### WHAT YOU NEED TO DO:
Collect each line in the records that contains the word "debris". Treat uppercase and lowercase letters as different.

### STORED ROWS:
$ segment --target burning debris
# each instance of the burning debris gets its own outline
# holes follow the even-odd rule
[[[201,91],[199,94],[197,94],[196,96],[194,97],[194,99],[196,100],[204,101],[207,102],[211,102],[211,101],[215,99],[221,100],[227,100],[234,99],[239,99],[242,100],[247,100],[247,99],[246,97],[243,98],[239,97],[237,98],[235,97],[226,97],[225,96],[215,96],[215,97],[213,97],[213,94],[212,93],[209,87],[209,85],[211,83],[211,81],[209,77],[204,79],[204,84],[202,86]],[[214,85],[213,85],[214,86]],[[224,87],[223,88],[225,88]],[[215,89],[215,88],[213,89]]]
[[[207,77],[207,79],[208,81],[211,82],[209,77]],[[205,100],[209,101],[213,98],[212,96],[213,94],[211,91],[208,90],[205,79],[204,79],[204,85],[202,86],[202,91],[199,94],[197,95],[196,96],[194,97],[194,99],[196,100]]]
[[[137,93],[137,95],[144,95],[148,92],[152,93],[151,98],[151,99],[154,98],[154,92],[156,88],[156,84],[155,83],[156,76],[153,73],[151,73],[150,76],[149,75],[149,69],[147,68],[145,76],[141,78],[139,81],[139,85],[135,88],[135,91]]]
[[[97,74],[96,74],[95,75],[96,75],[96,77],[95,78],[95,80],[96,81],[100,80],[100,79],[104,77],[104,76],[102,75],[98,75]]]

### EXERCISE ANSWER:
$ segment --target burning debris
# each instance of the burning debris gets its own outline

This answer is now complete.